Problems and tasks:
**a.** In the Animal Kingdom lamppost post, which restaurants and shops are named as having lampposts in front of or near them? List them all.
**b.** Put this sentence from the Animal Kingdom lamppost post into Spanish: "The Oasis acts as a transition between the outside urban world and the land of nature and animals."
**c.** Go on with the Animal Kingdom lamppost post, picking up right after its final sentence.

Text section:
This is the last blog in my series about lamp posts. The Animal Kingdom, the newest of the Disney World parks, has a number of custom made fixtures worth your attention. As in previous articles, I’ll begin this tour in the parking lot, were we find a utilitarian fixture that is unremarkable at best. The Animal Kingdom usually closes before the sun goes down, but on those occasions when the park is open late, these tall giants help us find our cars by not only illuminating the ground below, but also by marking the section where we parked our car.


Parking Log Lamppost


Near the bus loading and unloading area are these simple fixtures. Banners help spruce up otherwise unremarkable lights.


Bus Station Lampposts


It’s not until we arrive at the tram loading area that we get our first taste of the fun lamps that populate the Animal Kingdom. If you look closely at these lights, you can see the park’s logo created out of metal and glass.


Tram Lamppost

Tram Lamppost

Animal Kingdom Logo


The Oasis acts as a transition between the outside urban world and the land of nature and animals. In keeping with this natural theme, two bamboo styles of lampposts are used in this area.


Oasis Lamppost

Oasis Lamppost


Discovery Island was designed to tie all of the other lands of the Animal Kingdom together. In this “center” land, you can find a multitude of animals in all shapes and sizes. But the Imagineers didn’t want to convey any specific area of the world as this would detract from the other sections of the park. So they created a playful atmosphere – an almost cartoon-land of animals. This design lends itself to some of the most entertaining lampposts at Disney World.

This first lamp is the “basic” fixture of Discovery Island and can be found throughout the area.


Basic Discovery Island Lamppost


In front of the Disney Outfitters store we find this whimsical lamppost. The top is adorned with an owl while the entire pole is supported on the back of a turtle.


Disney Outfitters Lamppost

Turtle Base


The Island Mercantile store was themed with animals that “work.” So it’s fitting that outside the shop we find elephants holding lanterns in their trunks.


Island Mercantile Lamppost


In front of Pizzafari the lampposts have large butterflies resting on top of the light. This makes sense since moths are drawn to flames. And while you’re in the area, be sure to visit the inside of this restaurant for more interesting theming. Each of the four dining rooms displays animals grouped together by their similarities. See if you can figure it out.


Pizzafari Lamppost

Butterfiles on to of Lamppost


In front of the Creature Comforts shop is this amusing ladybug lamppost. Once again, this is appropriate since this store is themed with animals featuring spots and stripes.


Creature Comfort Lamppost

Ladybug Lamppost


Over near Flame Tree BBQ are more fanciful lampposts. The first fixture features a spider and her web while the second displays another owl, but this time, we find bunnies on the lanterns.


Spider Lamppost

Spider Lamppost

Owl and Bunny Lamppost

Owl and Bunny Lamppost


At a first glance, the tower in the next picture looks like nothing more than ornamental decoration. But upon closer inspection, you can see the brightly colored banner actually houses a light. Be sure to take a moment and look at the intricate carvings on this pole. Numerous animals have been meticulously sculpted onto its surface.

Excerpted data:
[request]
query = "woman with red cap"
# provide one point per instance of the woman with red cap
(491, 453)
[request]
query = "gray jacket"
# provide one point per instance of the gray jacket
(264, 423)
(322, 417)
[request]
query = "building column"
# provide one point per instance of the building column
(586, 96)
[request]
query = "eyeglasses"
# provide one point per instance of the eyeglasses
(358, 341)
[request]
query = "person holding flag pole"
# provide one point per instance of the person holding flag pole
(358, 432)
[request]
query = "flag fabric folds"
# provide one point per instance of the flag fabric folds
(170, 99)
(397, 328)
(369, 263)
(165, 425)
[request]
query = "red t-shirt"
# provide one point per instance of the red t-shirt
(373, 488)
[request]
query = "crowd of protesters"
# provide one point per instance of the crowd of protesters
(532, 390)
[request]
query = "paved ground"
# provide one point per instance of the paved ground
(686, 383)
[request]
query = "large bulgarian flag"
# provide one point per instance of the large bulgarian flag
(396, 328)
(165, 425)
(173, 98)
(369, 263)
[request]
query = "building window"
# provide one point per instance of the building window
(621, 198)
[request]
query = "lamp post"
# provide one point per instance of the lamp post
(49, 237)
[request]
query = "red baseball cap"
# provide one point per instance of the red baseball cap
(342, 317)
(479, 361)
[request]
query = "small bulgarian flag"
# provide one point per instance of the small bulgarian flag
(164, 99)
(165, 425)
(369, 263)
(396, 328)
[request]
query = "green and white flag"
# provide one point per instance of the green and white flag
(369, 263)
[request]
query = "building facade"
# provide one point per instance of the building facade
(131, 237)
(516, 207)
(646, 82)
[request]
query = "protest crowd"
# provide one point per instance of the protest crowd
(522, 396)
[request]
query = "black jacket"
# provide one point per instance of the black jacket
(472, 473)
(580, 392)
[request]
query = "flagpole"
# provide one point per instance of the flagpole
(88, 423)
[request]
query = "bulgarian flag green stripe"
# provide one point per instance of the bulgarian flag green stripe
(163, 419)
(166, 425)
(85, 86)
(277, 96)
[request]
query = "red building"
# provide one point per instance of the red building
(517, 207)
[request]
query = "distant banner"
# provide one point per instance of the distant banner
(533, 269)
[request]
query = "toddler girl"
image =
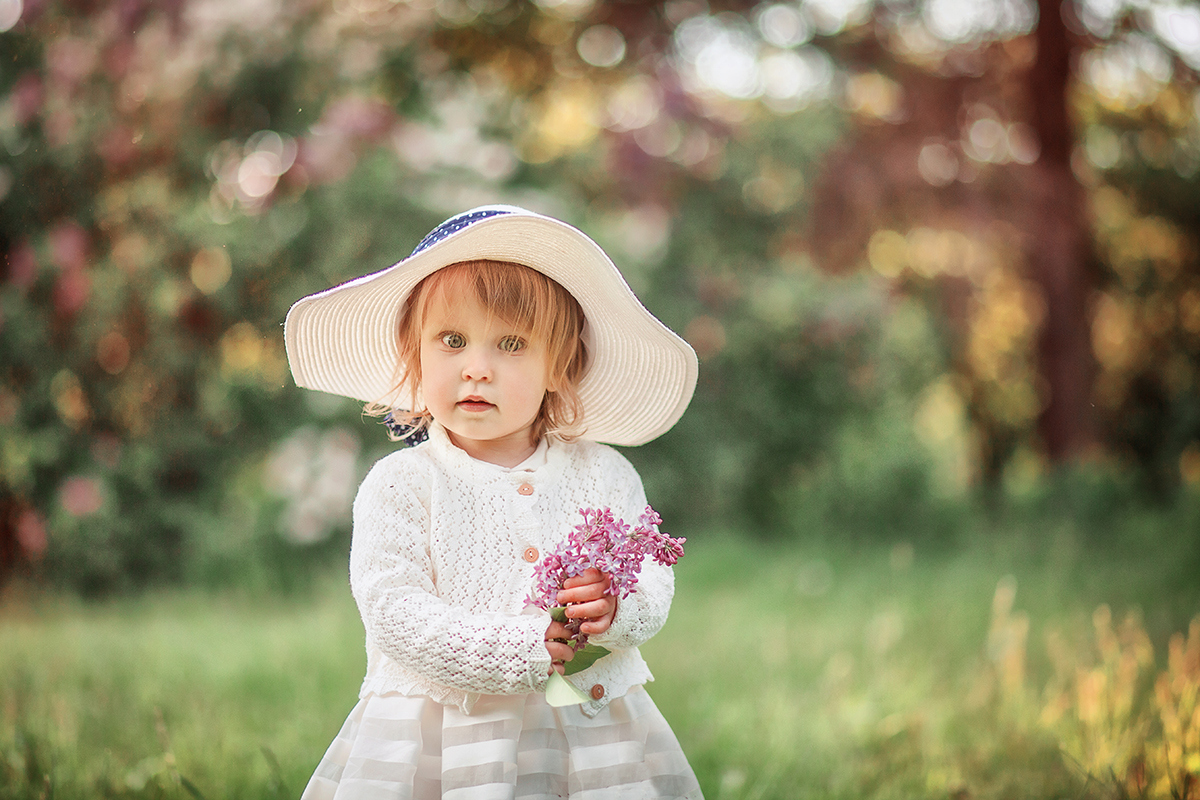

Expected results:
**a.** Disney Outfitters, Island Mercantile, Pizzafari, Creature Comforts, Flame Tree BBQ

**b.** El Oasis actúa como una transición entre el mundo urbano exterior y la tierra de la naturaleza y los animales.

**c.**
Carved Lamppost

Carved Lamppost


Camp Minnie/Mickey only has one light fixture throughout the entire area. To be honest, when I studied it in detail, I wasn’t sure it fit with the theme of camping in the Great Outdoors. I would think Coleman lanterns would be more appropriate for this task. Then I got to thinking…

As you might already know, Camp Minnie/Mickey was originally built to be a “place holder” until the corporate budget could afford to build Beastly Kingdom, an area featuring mythological animals. At that time, Camp Minnie/Mickey would be razed to make room for a mystical land filled with fabled creatures. I think these existing light fixtures tell this second story far more effectively and perhaps the Imagineers always planned to reuse them in Beastly Kingdom. Hmmm.


Camp Minnie/Mickey Lamppost

Camp Minnie/Mickey Lamppost


On the bridge leading into Africa and Harambe we find this double-fixture leading the way.


Africal Bridge Lamppost


Much of the lighting in the central marketplace of Harambe comes from overhead fixtures strung across the street. It’s not until you leave the village and enter the outskirts of town that you find a smattering of lampposts. Most of these are simple and makeshift as much of Africa is poor and expensive fixtures would be out of the question.

African Outskirts Lamppost


One would assume that these next two, more elaborate examples, were brought to Harambe by Europeans during the colonial years.


Colonial Lamppost

Colonial Lamppost


There are no lampposts on the Pangani Forest Exploration Trail. This area is a nature preserve where scientists and students observe animals in their natural habitat. The last thing you would want to do in this environment is draw attention to yourself so the trails were intentionally left dark.

There is a long pathway that leads from Harambe, Africa to Anandapur, Asia. As you would expect, the lighting changes as you leave one area for another. The first picture is on the African side and the second on the Asian.


African Trail Lamppost

Asian Trail Lamppost


On the bridge that leads from Discovery Island into Asia we find this next lamppost. It has a decided Thai design.


Asian Bridge Lamppost


As we enter Anandapur we see a number of rusting electrical towers. Attached to these are neon fixtures. As we venture out of town, the metal towers give way to a more traditional wooden pole to carry the jumble of wires and lighting fixtures.


Anandapur Metal Tower Lamppost

Anandapur Wooden Pole Lamppost


A few ornamental lampposts can be found scattered around the area.


Asian Ornamental Lamppost


Guests enter the Kali River Rapids attraction via an elaborate temple. As no expense was spared when building this opulent structure, it makes sense to find ornate lampposts were incorporated into the design.


Kali Temple Lamppost


There are no lampposts along the Maharaja Jungle Trek. The only lighting here comes from stone lanterns that line portions of the path.


Maharaja Jungle Trek Lantern


Our next stop in Asia is Expedition Everest. As the setting here is in the high plains that surround the Himalayan Mountains, resources are scarce and money is hard to come by. Most of the structures are makeshift and the lampposts are no exception. Near the more populated area surrounding the booking office and temple we see light fixtures hanging from electrical poles.


Electrical Tower Lamppost


As we venture further away from civilization, kerosene lanterns become the main source of lighting – including that Coleman lantern that I think should be found in Camp Minnie/Mickey.


Kerosene Lanterns

Kerosene Lanterns

Kerosene Lanterns

Kerosene Lanterns

Our final stop in the Animal Kingdom is Dinoland USA. One must remember the backstory for this land in order for some of the posts to make sense. Before prehistoric bones were found in the area, there was little here except an old hunting lodge. Because of this, lamps are simple and rustic as can be seen by these next two examples.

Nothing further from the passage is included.